Task objective.
Return the data in full, exactly as it was written.

Collected data entries.

◆ ◆ ◆

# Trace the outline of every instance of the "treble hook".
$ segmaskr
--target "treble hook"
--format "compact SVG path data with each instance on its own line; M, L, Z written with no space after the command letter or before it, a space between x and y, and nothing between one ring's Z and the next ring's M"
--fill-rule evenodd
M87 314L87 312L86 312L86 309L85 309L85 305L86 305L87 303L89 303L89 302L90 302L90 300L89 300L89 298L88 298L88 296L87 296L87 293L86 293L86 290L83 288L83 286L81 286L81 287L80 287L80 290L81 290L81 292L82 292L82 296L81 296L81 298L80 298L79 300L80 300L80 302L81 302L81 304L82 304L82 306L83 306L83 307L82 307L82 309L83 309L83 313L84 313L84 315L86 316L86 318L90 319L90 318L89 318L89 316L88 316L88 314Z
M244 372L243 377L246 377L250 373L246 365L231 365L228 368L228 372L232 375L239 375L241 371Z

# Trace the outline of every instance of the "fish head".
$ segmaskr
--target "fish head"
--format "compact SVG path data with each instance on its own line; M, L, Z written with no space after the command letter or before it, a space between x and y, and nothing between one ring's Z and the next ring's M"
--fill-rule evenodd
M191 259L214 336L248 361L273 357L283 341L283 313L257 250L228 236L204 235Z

◆ ◆ ◆

Solved exercise.
# Trace the outline of every instance of the "treble hook".
$ segmaskr
--target "treble hook"
--format "compact SVG path data with each instance on its own line; M, L, Z written with no space after the command letter or before it, a space between x and y, and nothing between one ring's Z and the next ring's M"
--fill-rule evenodd
M87 314L87 312L86 312L86 309L85 309L85 305L86 305L87 303L89 303L89 302L90 302L90 300L89 300L89 298L88 298L88 296L87 296L87 293L86 293L86 290L83 288L83 286L81 286L81 287L80 287L80 290L81 290L81 292L82 292L82 296L81 296L81 298L80 298L79 300L80 300L80 302L81 302L81 304L82 304L82 306L83 306L83 307L82 307L82 309L83 309L83 313L84 313L84 315L86 316L86 318L90 319L90 318L89 318L89 316L88 316L88 314Z
M244 372L243 377L246 377L250 373L246 365L231 365L228 368L228 372L232 375L239 375L241 371Z

# Trace the outline of every instance of the "fish head".
$ segmaskr
--target "fish head"
--format "compact SVG path data with each instance on its own line; M, L, Z written with no space after the command letter or before it, a space between x and y, and nothing between one ring's Z and the next ring's M"
--fill-rule evenodd
M191 259L214 336L248 361L273 357L283 341L283 313L257 250L228 236L204 235Z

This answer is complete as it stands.